### PROBLEMS:
**a.** In the passage below about Mr Tirole's book, how many pages does Economics For The Common Good run?
**b.** Extend the passage below about Mr Tirole's book, starting right after its final sentence.

### PASSAGE TO READ:
------------------------

He thought: is this what economists do? Galvanised, Mr Tirole did what newly appointed public intellectuals do: he wrote a book. Economics For The Common Good contains Mr Tirole’s reflections on the role of the economist in the 21st century. It’s a considered treatise, less on what economics is, but more on what economists do day to day, and what for.
In his book, Mr Tirole makes the case for how economics can deliver results for the common good, tackling everything from competition law to Brexit to environmental policy to the nature of rationality.
It’s a manifesto for how economics, better understood by us laypeople and politicians alike, and better practised by economists themselves, can get us back on track. At 576 pages, it’s a weighty read, but thoroughly worth it. For those in a rush though, we’ve compiled a dinner-party version, as a taster. Scroll down to discover some key ideas from the book.
The market isn’t everything
The Nobel committee typically rewards only boosters of free-market orthodoxy – those who believe the economy thrives best when the government meddles least – but Mr Tirole laments how such beliefs have tired the public. The market economy, defining our modern world of privatisation and globalisation, leaves traditional political power increasingly powerless. Governments and pseudo-governmental bodies, such as regulators and central banks, merely tinker at the edges.
Mr Tirole makes the case for a new concept of the state, given that governments don’t produce goods and services as much as they used to, and there are fewer jobs in the public sector. The state’s new role is primarily as a regulator: establishing ground rules, intervening when markets fail, ensuring healthy competition and curbing monopolies, supervising the financial system, creating true equality of opportunity, and redistributing resources through taxation.
“Our choice of society is not between the state and the market, as partisans of state intervention and those of laissez-faire policies would have us believe,” says Mr Tirole. “The state and the market are complementary, not mutually exclusive. The market needs regulation; the state needs competition and incentives.”
In the digital age, new rules apply
The digitisation of society is at the heart of the economic and social changes – and their challenges – facing us in the 21st century. Upending practically all human activity and industry, it’s a huge challenge for regulators: companies don’t dominate markets like they used to.
Today, “two-sided” markets prevail: Apple, Google, Amazon, and countless startups such as Uber (think especially of the sharing economy, but also media businesses) are intermediaries where sellers and buyers interact, creating platforms with customers on both sides. Media businesses, for example, give away free content to lure in more readers, generating greater revenue from advertisers. Clubs may let in certain people for free, for similar reasons. In these kinds of markets, what looks like anticompetitive behaviour (lowering prices below cost to squeeze out upstarts) might not be, and the conventional idea of a monopoly doesn’t really apply. So regulators, acting as they normally do to stop monopolies, might make things worse.
If regulators demanded higher prices for readers to the magazine cutting its subscription prices below cost, so that it was easier for new entrants to compete, it would damage the two-sided market and leave everyone worse off.

------------------------

### RECORD EXTRACTS:
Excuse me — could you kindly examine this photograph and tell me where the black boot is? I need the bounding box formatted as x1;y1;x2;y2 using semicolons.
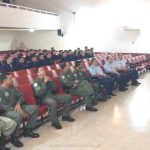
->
23;128;40;138
62;116;75;122
86;107;98;112
52;123;62;129
0;136;10;150
10;136;23;147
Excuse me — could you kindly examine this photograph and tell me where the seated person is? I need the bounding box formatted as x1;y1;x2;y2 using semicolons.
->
73;61;108;104
32;68;74;129
0;116;17;150
0;73;39;147
104;56;127;92
89;58;116;96
60;63;97;112
118;54;140;86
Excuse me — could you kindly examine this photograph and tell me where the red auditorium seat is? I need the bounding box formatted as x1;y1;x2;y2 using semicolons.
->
55;69;62;76
52;77;79;103
16;75;30;85
17;84;36;105
18;84;48;116
14;70;27;77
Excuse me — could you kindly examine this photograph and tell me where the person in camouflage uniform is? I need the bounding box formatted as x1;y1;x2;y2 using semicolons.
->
0;73;39;147
73;61;108;104
32;68;74;129
60;63;97;112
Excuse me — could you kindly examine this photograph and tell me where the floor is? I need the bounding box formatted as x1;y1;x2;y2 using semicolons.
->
8;72;150;150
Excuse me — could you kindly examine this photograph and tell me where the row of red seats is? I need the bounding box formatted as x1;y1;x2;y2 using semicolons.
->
8;53;148;123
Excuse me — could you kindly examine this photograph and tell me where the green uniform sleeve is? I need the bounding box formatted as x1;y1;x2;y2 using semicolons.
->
15;89;25;104
33;82;46;97
60;75;73;87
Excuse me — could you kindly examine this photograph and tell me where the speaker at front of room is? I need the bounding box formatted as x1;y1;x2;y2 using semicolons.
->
2;0;10;4
57;29;64;37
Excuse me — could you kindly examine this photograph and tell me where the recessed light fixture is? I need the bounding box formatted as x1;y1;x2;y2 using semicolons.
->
29;29;35;32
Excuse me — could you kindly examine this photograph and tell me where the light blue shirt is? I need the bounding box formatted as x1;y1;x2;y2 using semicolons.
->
104;62;115;72
112;60;120;68
89;65;104;76
118;59;127;69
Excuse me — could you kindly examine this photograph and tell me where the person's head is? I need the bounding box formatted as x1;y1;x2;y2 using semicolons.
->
0;73;13;87
31;55;37;62
85;46;88;51
19;57;25;64
62;51;67;57
6;56;13;64
60;62;71;72
51;47;55;51
51;50;56;55
75;61;82;68
118;54;123;60
91;58;98;66
39;54;44;61
112;54;118;61
46;53;52;59
0;55;4;62
68;49;73;55
59;50;63;55
34;67;46;79
106;56;113;63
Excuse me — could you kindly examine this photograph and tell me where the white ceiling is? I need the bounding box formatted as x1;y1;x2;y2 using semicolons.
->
14;0;94;12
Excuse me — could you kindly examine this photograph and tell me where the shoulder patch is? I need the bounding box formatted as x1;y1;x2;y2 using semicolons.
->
33;83;38;87
61;76;65;80
74;73;77;77
4;92;9;97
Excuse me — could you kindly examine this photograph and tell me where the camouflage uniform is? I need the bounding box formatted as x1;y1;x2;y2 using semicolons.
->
32;78;72;124
60;71;94;107
0;116;17;136
0;87;38;136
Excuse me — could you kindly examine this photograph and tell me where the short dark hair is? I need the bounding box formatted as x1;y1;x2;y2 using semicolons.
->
0;72;10;83
91;58;97;64
34;68;39;74
75;61;81;67
60;62;66;69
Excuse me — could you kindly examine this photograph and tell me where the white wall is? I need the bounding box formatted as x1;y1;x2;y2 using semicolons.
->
0;6;60;30
0;31;62;50
3;0;150;53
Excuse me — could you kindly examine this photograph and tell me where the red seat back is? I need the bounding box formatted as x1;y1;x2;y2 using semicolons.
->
18;84;36;105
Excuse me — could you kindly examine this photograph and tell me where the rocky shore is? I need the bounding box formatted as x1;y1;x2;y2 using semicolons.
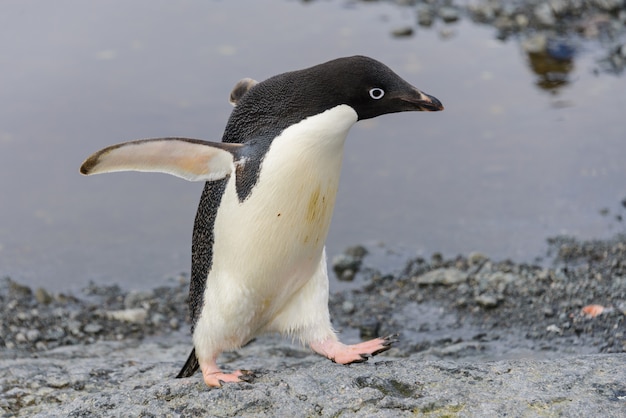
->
0;235;626;417
391;0;626;81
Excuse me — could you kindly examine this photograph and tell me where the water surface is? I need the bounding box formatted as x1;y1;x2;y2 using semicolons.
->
0;0;626;290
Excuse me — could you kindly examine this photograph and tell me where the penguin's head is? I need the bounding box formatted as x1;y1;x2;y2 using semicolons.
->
223;56;443;142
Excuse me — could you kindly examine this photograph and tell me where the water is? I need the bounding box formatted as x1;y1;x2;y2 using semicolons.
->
0;0;626;290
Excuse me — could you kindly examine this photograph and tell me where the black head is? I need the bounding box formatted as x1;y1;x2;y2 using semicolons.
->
223;56;443;142
298;56;443;120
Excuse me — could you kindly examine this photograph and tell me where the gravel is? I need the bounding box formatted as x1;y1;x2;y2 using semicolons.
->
0;235;626;417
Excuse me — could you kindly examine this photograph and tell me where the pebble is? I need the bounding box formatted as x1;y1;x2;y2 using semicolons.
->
106;308;148;324
83;322;102;334
35;287;53;305
439;6;461;23
474;295;500;309
413;268;467;285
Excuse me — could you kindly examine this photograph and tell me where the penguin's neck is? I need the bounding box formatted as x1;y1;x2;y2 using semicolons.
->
251;105;357;257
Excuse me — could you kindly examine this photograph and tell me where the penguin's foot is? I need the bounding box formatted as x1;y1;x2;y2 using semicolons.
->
200;361;255;388
310;335;398;364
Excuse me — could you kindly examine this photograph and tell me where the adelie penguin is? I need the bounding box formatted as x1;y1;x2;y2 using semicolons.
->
80;56;443;386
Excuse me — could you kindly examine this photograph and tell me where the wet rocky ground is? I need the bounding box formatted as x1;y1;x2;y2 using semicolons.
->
392;0;626;83
0;230;626;416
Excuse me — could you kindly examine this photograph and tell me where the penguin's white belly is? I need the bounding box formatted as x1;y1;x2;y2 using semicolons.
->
194;105;357;349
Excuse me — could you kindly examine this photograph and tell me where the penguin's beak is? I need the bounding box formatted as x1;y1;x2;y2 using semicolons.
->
400;89;443;112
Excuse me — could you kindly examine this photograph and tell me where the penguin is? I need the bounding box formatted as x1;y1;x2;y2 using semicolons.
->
80;56;443;387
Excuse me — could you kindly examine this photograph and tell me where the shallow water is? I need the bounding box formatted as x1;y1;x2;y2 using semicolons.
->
0;1;626;290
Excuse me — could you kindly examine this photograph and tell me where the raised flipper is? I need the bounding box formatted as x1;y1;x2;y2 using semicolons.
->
80;138;243;181
228;78;259;106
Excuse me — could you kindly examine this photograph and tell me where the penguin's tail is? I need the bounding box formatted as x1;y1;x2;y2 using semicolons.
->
176;348;200;379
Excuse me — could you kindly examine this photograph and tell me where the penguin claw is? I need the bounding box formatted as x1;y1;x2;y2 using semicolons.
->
311;334;397;364
372;334;400;356
239;370;259;383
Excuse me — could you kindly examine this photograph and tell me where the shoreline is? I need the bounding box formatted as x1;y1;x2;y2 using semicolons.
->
0;234;626;417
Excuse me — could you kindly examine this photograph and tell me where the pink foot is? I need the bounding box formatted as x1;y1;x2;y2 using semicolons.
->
202;370;243;388
310;335;397;364
200;360;254;388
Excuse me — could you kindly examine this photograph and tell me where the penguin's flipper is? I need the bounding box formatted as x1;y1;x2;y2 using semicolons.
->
80;138;243;181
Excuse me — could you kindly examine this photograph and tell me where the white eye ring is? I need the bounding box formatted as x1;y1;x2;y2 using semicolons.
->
370;87;385;100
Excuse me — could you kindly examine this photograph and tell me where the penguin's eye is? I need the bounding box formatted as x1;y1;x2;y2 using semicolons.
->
370;87;385;100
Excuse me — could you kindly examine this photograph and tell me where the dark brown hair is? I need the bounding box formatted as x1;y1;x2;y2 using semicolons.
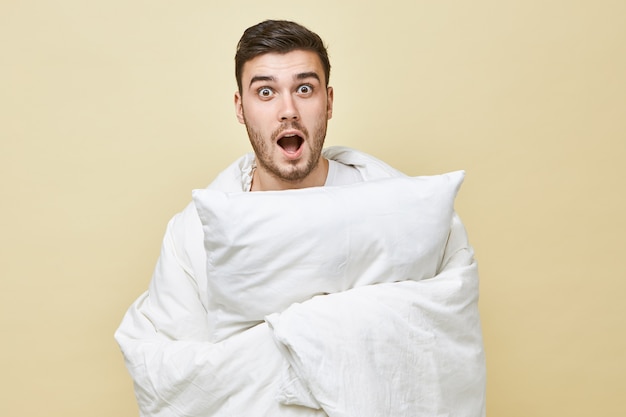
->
235;20;330;93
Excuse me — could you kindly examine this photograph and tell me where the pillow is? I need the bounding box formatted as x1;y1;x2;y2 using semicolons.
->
193;171;464;341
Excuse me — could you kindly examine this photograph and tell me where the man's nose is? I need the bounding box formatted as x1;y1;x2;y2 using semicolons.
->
279;95;300;122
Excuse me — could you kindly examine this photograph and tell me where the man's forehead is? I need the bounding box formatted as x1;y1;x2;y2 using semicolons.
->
242;50;324;83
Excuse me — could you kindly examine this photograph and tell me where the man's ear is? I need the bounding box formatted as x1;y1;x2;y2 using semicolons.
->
235;91;246;125
326;87;335;120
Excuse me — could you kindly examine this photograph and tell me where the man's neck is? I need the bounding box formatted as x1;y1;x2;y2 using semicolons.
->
250;158;328;191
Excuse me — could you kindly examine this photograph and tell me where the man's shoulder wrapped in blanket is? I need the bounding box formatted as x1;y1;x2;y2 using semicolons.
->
116;147;485;417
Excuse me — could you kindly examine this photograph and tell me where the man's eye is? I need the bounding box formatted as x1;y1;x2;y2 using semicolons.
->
298;84;313;94
259;87;272;97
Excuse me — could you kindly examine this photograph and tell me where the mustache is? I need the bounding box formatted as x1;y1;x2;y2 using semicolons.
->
272;120;309;139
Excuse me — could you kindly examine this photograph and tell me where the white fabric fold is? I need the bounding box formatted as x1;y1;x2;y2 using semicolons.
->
115;147;485;417
267;214;485;417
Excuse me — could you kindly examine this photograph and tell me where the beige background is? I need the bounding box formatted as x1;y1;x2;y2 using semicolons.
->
0;0;626;417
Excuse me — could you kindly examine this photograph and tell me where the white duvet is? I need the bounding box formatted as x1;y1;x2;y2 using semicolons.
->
116;148;485;417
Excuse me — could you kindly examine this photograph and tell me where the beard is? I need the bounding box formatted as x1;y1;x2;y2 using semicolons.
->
244;114;328;182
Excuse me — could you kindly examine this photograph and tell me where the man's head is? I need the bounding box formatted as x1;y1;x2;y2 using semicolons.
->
235;20;330;93
235;21;333;190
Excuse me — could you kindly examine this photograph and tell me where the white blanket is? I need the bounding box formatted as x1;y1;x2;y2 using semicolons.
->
116;148;485;417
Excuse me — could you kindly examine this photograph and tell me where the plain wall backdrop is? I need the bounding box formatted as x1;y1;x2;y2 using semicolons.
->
0;0;626;417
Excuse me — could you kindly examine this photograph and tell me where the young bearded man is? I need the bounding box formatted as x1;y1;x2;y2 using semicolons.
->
115;21;485;417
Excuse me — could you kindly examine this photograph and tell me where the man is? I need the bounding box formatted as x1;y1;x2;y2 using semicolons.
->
115;21;485;417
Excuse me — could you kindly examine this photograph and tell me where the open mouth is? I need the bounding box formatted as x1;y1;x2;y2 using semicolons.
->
277;135;304;154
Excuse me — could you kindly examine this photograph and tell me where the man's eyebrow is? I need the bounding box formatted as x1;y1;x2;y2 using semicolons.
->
250;75;276;85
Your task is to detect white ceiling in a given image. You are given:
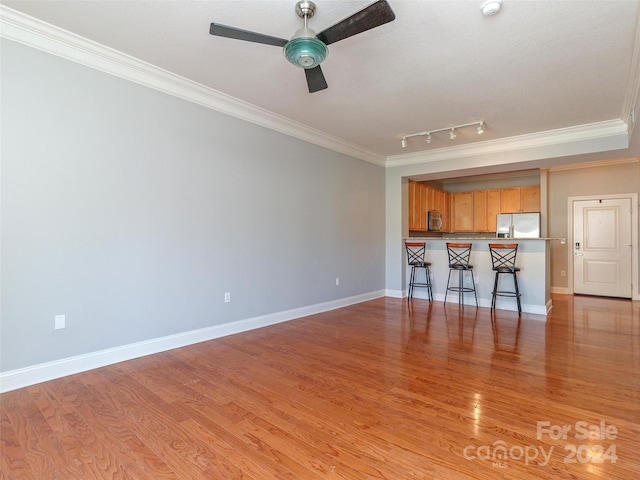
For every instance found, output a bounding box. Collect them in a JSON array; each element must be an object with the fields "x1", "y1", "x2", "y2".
[{"x1": 2, "y1": 0, "x2": 640, "y2": 165}]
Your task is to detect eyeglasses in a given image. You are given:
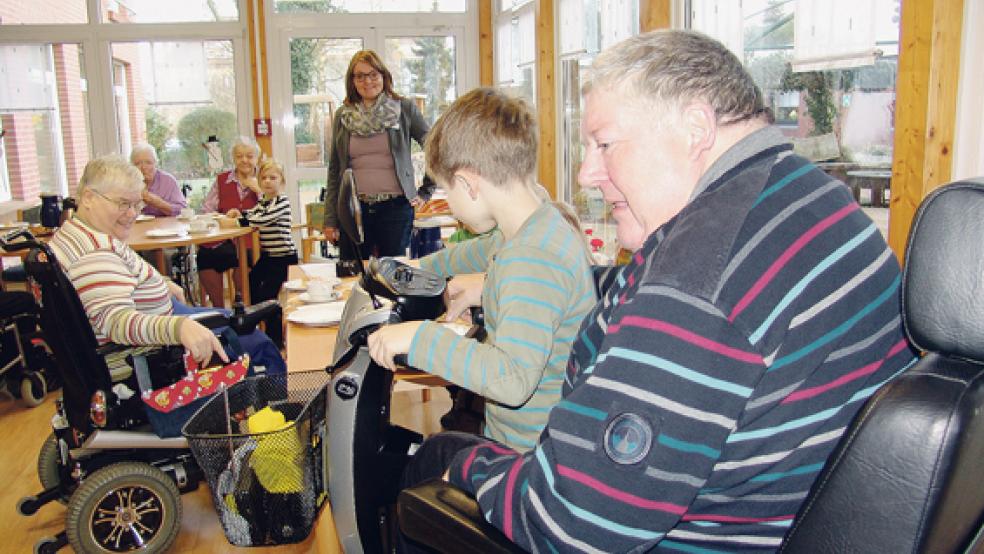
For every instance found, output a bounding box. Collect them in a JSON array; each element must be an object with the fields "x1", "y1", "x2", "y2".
[
  {"x1": 89, "y1": 189, "x2": 147, "y2": 213},
  {"x1": 352, "y1": 71, "x2": 383, "y2": 81}
]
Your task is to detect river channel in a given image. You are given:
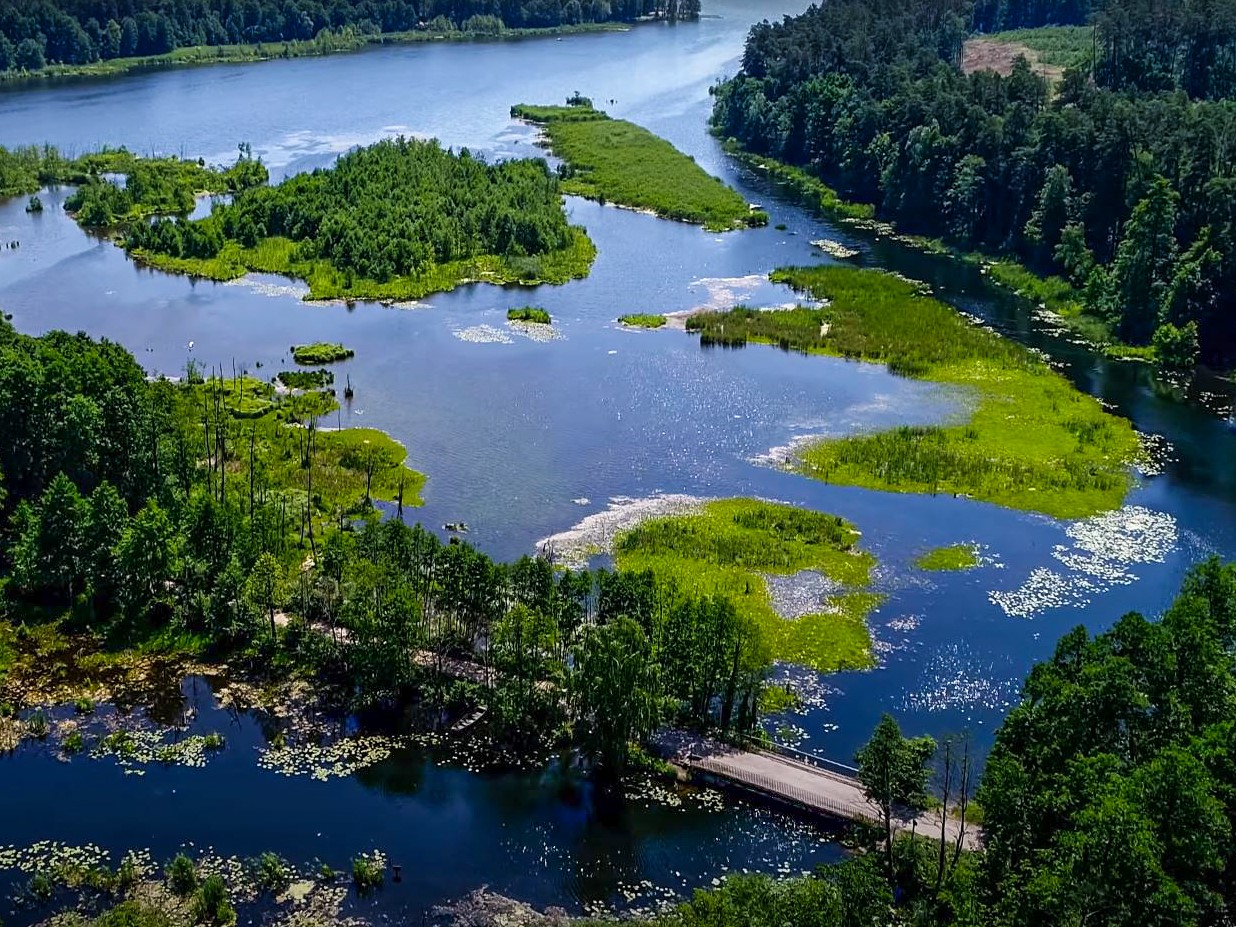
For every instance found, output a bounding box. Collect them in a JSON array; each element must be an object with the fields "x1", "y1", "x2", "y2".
[{"x1": 0, "y1": 0, "x2": 1236, "y2": 923}]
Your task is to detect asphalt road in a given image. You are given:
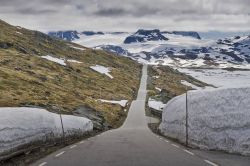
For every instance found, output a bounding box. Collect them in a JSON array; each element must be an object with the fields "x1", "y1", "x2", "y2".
[{"x1": 33, "y1": 65, "x2": 250, "y2": 166}]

------------------------

### RESPONSES TO THE TASKS:
**a.** 576 pages.

**b.**
As such, Mr Tirole says the role of regulators is to ensure a level playing field that platforms empower rather than restrict, new entrants aren’t put off, and the interests of the wider economy are defended.
It was Mr Tirole’s work on information asymmetry, regulation and two-sided markets that won him the Nobel. As the Committee said: “Regulation is difficult.” It is, though, also essential.
Economics can’t answer everything
While economists love to think that their ideas can cure all society’s ills, straying ever further from their principle remit, their discipline is a humble one, Mr Tirole insists.
For one, he cites economists’ failure to predict the 2008 crisis, reminding us that they’re not in the prediction business. “It has to be understood that economists will always be more comfortable identifying the factors likely to lead to a crisis than predicting whether it will occur, or on what date,” he says. “Just as a physician will be more comfortable identifying factors that might cause an illness or a heart attack than in saying exactly when they will occur.”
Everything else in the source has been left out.